Aufgaben und Übungen
1) Welches Urteil hebt der Bundesgerichtshof laut dem Textauszug zum Patenturteil auf?
2) Setze den Textauszug zum Patenturteil des Bundesgerichtshofs im Anschluss an seinen letzten Satz fort.

Textauszug
Bei der Auslegung eines Patentanspruchs kann nicht ohne weiteres davon ausgegangen
werden, in ihm enthaltenen Angaben sei eine über Selbstverständlichkeiten
hinausgehende Bedeutung beizumessen.
Im Patentverletzungsprozeß kommt im Hinblick auf die Auslegung eines Patentanspruchs
durch den Tatrichter eine Bindung des Revisionsgerichts nur insoweit
in Betracht, als der Tatrichter sich mit konkreten tatsächlichen Umständen
befaßt hat, die für die Auslegung von Bedeutung sein können.
BGH, Urt. v. 07.09.2004 - X ZR 255/01 - OLG Düsseldorf
LG Düsseldorf
Der X. Zivilsenat des Bundesgerichtshofs hat am 7. September 2004 durch
den Vorsitzenden Richter Dr. Melullis, die Richter Scharen, Keukenschrijver, die
Richterin Mühlens und den Richter Asendorf

für Recht erkannt:
Auf die Revision der Klägerin wird das am 6. Dezember 2001 verkündete Urteil des 2. Zivilsenats des Oberlandesgerichts Düsseldorf aufgehoben.
Die Sache wird zu anderweiter Verhandlung und Entscheidung - auch über die Kosten des Revisionsverfahrens - an das Berufungsgericht zurückverwiesen.

Bereitgestellte Angaben

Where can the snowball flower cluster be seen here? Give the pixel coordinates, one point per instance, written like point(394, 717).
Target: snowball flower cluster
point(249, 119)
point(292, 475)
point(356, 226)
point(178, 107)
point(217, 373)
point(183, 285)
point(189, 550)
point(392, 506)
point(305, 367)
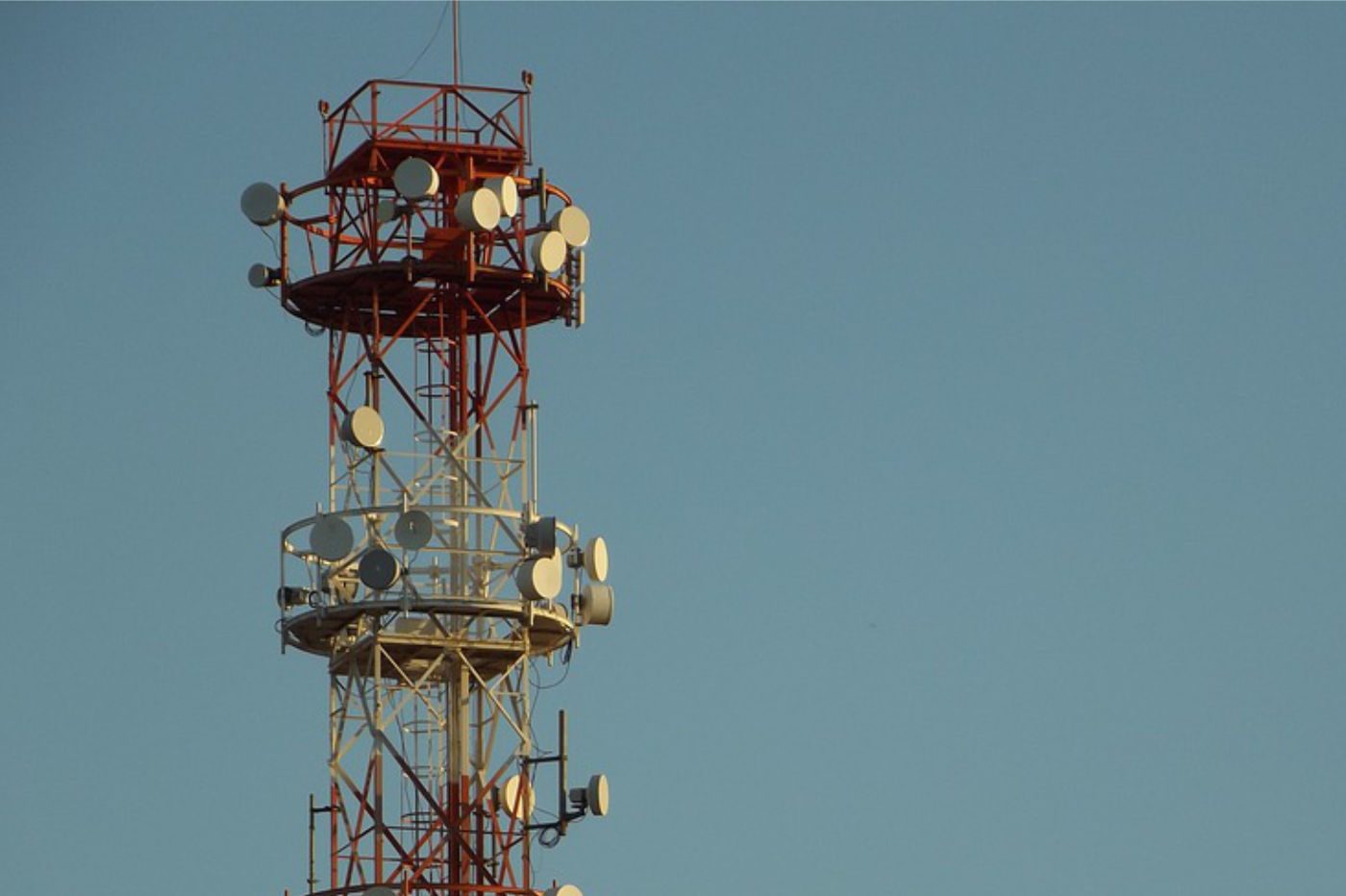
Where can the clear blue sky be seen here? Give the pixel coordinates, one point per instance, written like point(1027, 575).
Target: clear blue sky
point(961, 401)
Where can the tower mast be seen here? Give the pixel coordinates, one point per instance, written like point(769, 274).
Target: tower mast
point(430, 578)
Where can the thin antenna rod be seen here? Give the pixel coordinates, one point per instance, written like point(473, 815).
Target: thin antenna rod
point(458, 71)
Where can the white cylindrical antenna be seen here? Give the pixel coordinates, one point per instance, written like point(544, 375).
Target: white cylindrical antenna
point(507, 191)
point(596, 605)
point(379, 569)
point(564, 889)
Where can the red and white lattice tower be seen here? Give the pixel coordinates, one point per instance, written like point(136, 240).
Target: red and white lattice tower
point(430, 579)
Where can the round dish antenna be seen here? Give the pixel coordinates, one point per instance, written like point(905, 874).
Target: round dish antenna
point(572, 224)
point(332, 538)
point(595, 559)
point(262, 204)
point(548, 250)
point(517, 798)
point(262, 276)
point(507, 191)
point(379, 569)
point(540, 579)
point(596, 605)
point(478, 211)
point(363, 428)
point(416, 179)
point(413, 529)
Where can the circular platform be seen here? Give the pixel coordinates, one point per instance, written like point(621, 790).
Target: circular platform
point(414, 642)
point(434, 300)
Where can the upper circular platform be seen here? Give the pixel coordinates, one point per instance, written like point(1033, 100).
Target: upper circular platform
point(417, 645)
point(424, 299)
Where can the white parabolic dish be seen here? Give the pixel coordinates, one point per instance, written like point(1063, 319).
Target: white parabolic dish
point(363, 428)
point(595, 559)
point(572, 224)
point(262, 204)
point(416, 179)
point(540, 579)
point(548, 252)
point(478, 211)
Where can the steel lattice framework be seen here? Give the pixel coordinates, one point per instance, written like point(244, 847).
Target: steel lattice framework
point(427, 324)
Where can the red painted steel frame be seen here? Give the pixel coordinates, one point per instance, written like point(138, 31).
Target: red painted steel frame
point(470, 297)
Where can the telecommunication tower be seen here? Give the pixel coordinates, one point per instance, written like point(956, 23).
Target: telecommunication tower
point(428, 576)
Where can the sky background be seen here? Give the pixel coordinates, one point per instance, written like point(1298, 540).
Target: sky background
point(961, 401)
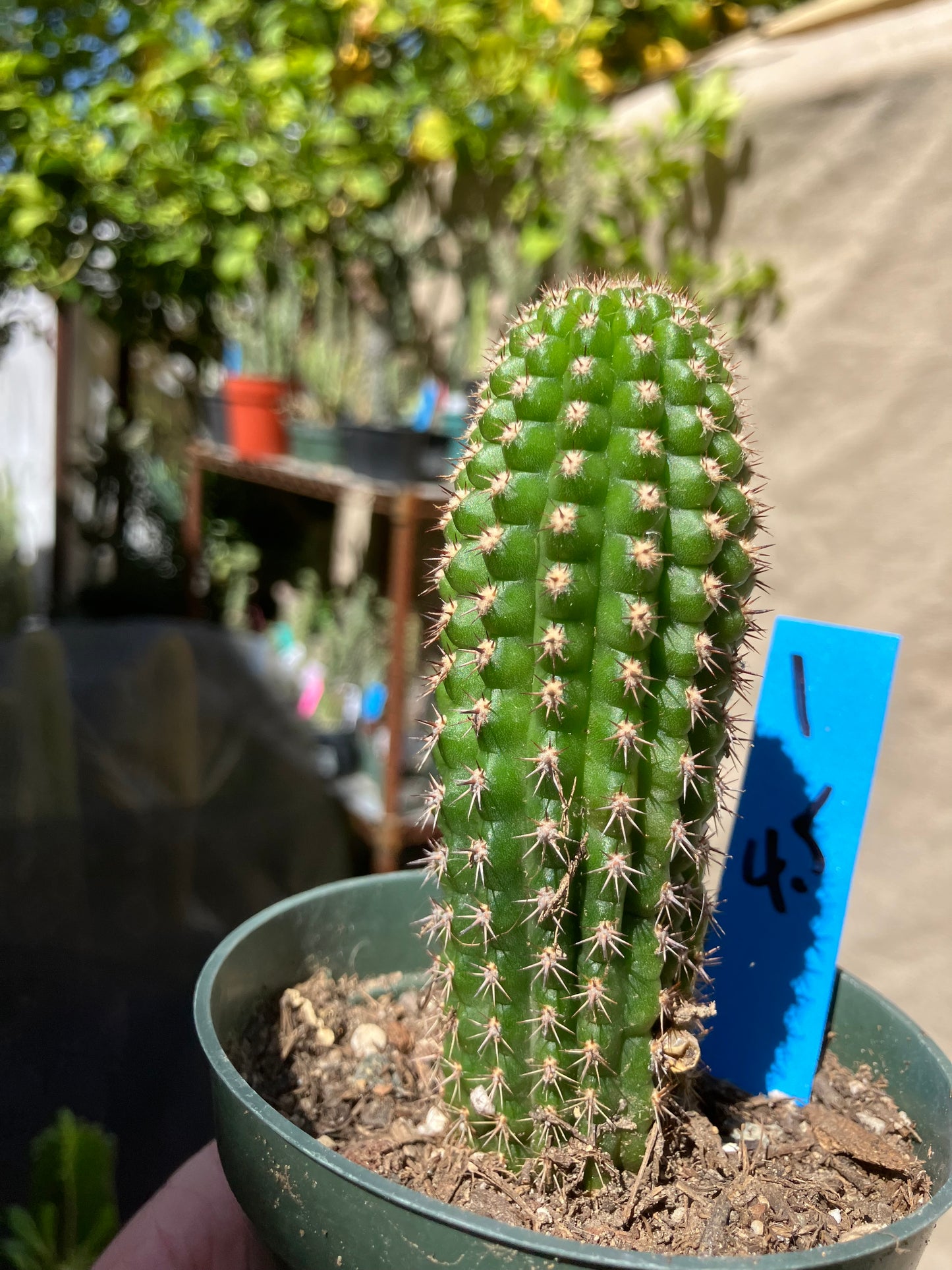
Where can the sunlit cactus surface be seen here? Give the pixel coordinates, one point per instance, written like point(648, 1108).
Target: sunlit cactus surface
point(596, 589)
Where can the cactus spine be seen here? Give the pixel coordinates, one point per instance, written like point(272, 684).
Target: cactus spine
point(594, 581)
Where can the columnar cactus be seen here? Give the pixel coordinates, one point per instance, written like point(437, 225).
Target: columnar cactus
point(594, 591)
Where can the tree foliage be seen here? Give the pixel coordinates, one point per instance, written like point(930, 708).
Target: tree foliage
point(154, 153)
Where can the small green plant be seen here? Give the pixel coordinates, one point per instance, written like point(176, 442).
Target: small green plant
point(231, 567)
point(72, 1215)
point(264, 320)
point(594, 587)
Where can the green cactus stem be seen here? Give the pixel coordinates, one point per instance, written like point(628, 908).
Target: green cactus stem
point(594, 585)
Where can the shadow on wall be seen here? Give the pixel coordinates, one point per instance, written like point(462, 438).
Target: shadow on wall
point(153, 795)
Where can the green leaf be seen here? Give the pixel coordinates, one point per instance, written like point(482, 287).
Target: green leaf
point(74, 1171)
point(26, 220)
point(433, 136)
point(234, 264)
point(538, 244)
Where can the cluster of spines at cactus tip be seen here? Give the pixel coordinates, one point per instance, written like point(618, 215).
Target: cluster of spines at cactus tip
point(594, 590)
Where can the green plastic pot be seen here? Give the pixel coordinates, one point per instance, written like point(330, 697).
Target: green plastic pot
point(315, 1209)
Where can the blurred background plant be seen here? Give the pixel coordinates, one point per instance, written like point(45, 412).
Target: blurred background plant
point(231, 564)
point(263, 322)
point(156, 158)
point(72, 1213)
point(353, 192)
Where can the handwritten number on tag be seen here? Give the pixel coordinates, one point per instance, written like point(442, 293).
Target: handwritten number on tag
point(801, 824)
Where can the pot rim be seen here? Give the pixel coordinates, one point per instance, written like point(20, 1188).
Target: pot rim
point(501, 1232)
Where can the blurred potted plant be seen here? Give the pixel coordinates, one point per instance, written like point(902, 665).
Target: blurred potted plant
point(262, 327)
point(72, 1212)
point(338, 650)
point(327, 367)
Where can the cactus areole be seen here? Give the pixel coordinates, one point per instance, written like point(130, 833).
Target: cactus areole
point(594, 585)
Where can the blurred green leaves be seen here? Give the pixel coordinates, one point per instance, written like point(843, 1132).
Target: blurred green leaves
point(198, 142)
point(72, 1213)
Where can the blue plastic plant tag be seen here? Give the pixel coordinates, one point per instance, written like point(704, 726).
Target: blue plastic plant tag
point(786, 883)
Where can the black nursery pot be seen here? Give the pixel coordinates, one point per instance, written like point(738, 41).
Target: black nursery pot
point(386, 453)
point(315, 1209)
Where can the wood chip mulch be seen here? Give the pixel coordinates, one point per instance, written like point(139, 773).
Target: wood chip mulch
point(352, 1064)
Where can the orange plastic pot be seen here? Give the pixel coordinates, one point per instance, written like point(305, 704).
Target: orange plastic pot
point(254, 416)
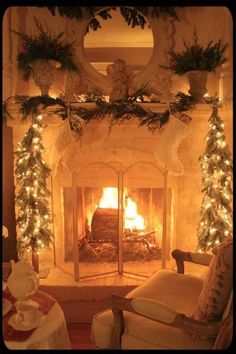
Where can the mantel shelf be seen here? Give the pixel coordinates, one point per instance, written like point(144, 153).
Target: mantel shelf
point(53, 119)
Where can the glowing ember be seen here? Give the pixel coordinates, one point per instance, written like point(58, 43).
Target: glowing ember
point(109, 198)
point(133, 221)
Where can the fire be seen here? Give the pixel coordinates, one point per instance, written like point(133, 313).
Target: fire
point(132, 219)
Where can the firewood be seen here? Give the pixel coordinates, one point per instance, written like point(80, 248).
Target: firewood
point(105, 224)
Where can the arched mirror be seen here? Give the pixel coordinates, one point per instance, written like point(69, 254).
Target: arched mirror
point(138, 47)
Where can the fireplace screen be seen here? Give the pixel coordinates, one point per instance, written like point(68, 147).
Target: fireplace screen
point(113, 219)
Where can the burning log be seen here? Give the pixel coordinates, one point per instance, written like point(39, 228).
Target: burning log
point(104, 225)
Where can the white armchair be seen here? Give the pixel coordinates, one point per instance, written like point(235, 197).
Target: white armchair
point(173, 310)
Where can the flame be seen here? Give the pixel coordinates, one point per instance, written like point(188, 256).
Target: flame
point(132, 219)
point(109, 198)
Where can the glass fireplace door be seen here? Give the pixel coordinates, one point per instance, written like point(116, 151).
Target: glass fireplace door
point(97, 206)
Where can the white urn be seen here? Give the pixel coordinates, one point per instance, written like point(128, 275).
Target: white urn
point(44, 73)
point(23, 280)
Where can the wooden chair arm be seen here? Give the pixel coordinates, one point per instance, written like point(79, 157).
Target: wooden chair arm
point(168, 317)
point(194, 257)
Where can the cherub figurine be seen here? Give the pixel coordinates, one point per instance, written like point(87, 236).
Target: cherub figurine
point(121, 76)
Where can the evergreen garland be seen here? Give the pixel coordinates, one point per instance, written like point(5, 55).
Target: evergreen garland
point(196, 57)
point(119, 111)
point(133, 15)
point(34, 217)
point(216, 164)
point(44, 45)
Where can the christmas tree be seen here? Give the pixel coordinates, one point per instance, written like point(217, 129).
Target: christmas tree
point(34, 218)
point(216, 164)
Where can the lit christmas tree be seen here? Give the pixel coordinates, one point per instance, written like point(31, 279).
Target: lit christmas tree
point(216, 164)
point(34, 218)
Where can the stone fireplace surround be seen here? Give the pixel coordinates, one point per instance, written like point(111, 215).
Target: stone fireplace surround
point(62, 147)
point(127, 144)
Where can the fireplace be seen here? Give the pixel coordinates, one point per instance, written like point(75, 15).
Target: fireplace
point(116, 211)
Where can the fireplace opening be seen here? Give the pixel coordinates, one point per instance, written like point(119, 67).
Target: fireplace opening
point(114, 223)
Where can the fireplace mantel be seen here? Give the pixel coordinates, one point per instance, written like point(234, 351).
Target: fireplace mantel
point(61, 145)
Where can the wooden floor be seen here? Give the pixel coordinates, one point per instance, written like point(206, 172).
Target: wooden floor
point(79, 335)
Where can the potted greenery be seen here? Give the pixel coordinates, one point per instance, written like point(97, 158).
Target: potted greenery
point(42, 54)
point(196, 62)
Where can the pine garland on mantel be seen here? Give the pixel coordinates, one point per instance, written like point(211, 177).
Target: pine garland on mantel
point(118, 111)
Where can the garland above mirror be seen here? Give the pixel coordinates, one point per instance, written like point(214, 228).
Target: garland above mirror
point(133, 15)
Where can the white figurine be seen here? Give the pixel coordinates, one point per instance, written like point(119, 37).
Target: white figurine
point(121, 76)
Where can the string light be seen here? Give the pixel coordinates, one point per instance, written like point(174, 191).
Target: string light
point(216, 167)
point(32, 213)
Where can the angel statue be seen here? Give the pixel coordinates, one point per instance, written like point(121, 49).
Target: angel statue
point(121, 77)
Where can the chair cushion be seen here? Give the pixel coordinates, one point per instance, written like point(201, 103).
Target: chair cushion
point(178, 291)
point(217, 285)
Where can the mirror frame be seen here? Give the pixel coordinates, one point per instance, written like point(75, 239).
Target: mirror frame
point(101, 81)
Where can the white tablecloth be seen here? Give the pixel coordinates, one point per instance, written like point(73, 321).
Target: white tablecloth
point(52, 334)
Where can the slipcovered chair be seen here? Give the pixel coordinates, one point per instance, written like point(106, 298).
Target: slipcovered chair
point(173, 310)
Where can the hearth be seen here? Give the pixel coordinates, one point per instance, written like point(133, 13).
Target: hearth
point(115, 217)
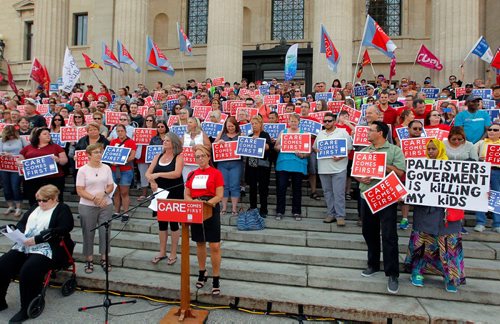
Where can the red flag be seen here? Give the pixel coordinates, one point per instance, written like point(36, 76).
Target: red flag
point(10, 79)
point(37, 73)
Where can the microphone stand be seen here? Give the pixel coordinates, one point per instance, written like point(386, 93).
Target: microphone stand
point(107, 301)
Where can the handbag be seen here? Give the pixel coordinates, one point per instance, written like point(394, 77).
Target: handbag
point(250, 221)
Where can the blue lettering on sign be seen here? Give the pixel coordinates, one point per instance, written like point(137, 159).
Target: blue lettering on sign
point(39, 167)
point(274, 130)
point(116, 155)
point(310, 126)
point(252, 147)
point(179, 130)
point(360, 91)
point(211, 129)
point(430, 93)
point(483, 93)
point(332, 147)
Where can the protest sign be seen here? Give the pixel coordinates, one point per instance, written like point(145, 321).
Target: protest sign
point(251, 147)
point(369, 164)
point(225, 151)
point(8, 162)
point(360, 137)
point(188, 155)
point(493, 154)
point(179, 130)
point(211, 129)
point(81, 158)
point(328, 148)
point(39, 167)
point(296, 142)
point(152, 151)
point(448, 183)
point(116, 155)
point(310, 126)
point(385, 193)
point(142, 136)
point(274, 130)
point(414, 147)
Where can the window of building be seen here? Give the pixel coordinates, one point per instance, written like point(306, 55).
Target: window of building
point(288, 19)
point(198, 21)
point(81, 25)
point(28, 40)
point(387, 13)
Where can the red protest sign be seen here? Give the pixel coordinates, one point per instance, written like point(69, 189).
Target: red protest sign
point(493, 154)
point(297, 142)
point(225, 151)
point(414, 147)
point(8, 163)
point(142, 136)
point(201, 112)
point(81, 158)
point(369, 164)
point(188, 154)
point(385, 193)
point(361, 136)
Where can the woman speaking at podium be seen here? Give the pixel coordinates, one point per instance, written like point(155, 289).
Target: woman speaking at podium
point(206, 183)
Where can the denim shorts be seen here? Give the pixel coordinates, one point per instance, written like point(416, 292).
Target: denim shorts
point(125, 177)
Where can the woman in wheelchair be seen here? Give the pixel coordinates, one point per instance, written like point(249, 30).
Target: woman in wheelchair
point(44, 225)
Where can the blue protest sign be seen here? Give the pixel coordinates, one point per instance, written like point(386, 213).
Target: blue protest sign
point(39, 167)
point(152, 151)
point(252, 147)
point(179, 130)
point(494, 202)
point(326, 96)
point(430, 93)
point(56, 139)
point(246, 129)
point(274, 130)
point(211, 129)
point(360, 91)
point(329, 148)
point(116, 155)
point(483, 93)
point(310, 126)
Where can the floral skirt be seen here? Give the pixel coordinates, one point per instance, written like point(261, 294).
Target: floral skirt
point(442, 255)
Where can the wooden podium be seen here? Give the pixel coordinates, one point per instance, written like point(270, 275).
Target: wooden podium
point(185, 212)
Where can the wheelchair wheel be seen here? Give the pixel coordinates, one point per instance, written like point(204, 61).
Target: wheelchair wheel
point(36, 306)
point(68, 287)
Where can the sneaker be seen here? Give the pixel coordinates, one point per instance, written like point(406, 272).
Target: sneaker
point(341, 221)
point(329, 219)
point(417, 280)
point(368, 272)
point(479, 228)
point(404, 224)
point(393, 285)
point(450, 287)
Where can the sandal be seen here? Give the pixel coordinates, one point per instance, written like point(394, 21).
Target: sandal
point(202, 279)
point(105, 265)
point(89, 267)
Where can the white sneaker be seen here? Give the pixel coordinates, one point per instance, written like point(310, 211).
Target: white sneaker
point(479, 228)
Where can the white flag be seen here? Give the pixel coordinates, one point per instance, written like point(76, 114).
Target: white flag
point(71, 72)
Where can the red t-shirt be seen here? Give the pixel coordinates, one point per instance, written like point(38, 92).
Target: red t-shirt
point(205, 182)
point(30, 152)
point(128, 143)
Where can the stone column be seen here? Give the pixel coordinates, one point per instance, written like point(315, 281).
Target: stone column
point(131, 20)
point(337, 17)
point(225, 38)
point(453, 38)
point(51, 25)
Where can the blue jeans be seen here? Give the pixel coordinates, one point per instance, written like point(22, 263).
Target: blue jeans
point(494, 185)
point(11, 186)
point(231, 171)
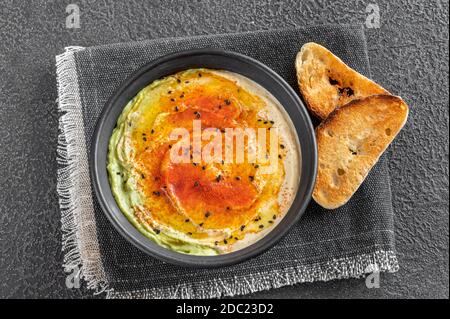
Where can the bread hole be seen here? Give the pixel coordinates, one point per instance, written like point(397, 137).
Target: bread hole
point(333, 81)
point(305, 56)
point(334, 181)
point(388, 131)
point(329, 133)
point(347, 90)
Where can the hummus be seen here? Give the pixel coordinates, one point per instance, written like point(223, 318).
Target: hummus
point(203, 207)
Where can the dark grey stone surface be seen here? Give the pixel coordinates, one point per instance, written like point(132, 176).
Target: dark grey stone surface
point(408, 55)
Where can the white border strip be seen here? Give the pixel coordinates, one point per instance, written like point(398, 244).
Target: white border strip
point(342, 268)
point(79, 241)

Ergebnisse der Übung
1) Das am 6. Dezember 2001 verkündete Urteil des 2. Zivilsenats des Oberlandesgerichts Düsseldorf.

2)
Von Rechts wegen

Tatbestand:


Die Klägerin ist eingetragene Inhaberin des unter anderem mit Wirkung für die Bundesrepublik Deutschland erteilten europäischen Patents 0 637 395 (Klagepatents), das auf einer am 8. Februar 1995 veröffentlichten Anmeldung vom 28. Januar 1994 beruht. Das am 21. Mai 1997 veröffentlichte Klagepatent hat in einem rechtskräftig abgeschlossenen Nichtigkeitsverfahren eine Ände-
rung erfahren. Patentanspruch 1 des in deutscher Verfahrenssprache erteilten Klagepatents lautet danach:
"Ein- und Ausgabevorrichtung für runde, ein Identifikations- und/ oder Kommunikationselement aufweisende Parkkarten (2) zur gebührenpflichtigen Betätigung einer Parkschranke (39), mit einem Vorratsbehälter (1), der bodenseitig eine Vereinzelungseinrichtung (3) für die Parkkarten (2) aufweist, einem anschließenden Fallschacht (4) mit mindestens einem zentralen Leitschacht (11) und davon abzweigenden, eine jeweilige Neigung aufweisenden Seitenschächten (12, 13) für eine rollende Aus- und Eingabe von Parkkarten (2) unter Schwerkraft und einer Meßstelle (24) im zentralen Leitschacht (11) für ein Lesen der auszugebenden und/oder zurückgegebenen Parkkarten (2), die mit einer Steuerung zur Betätigung der Parkschranke (39) verbunden ist."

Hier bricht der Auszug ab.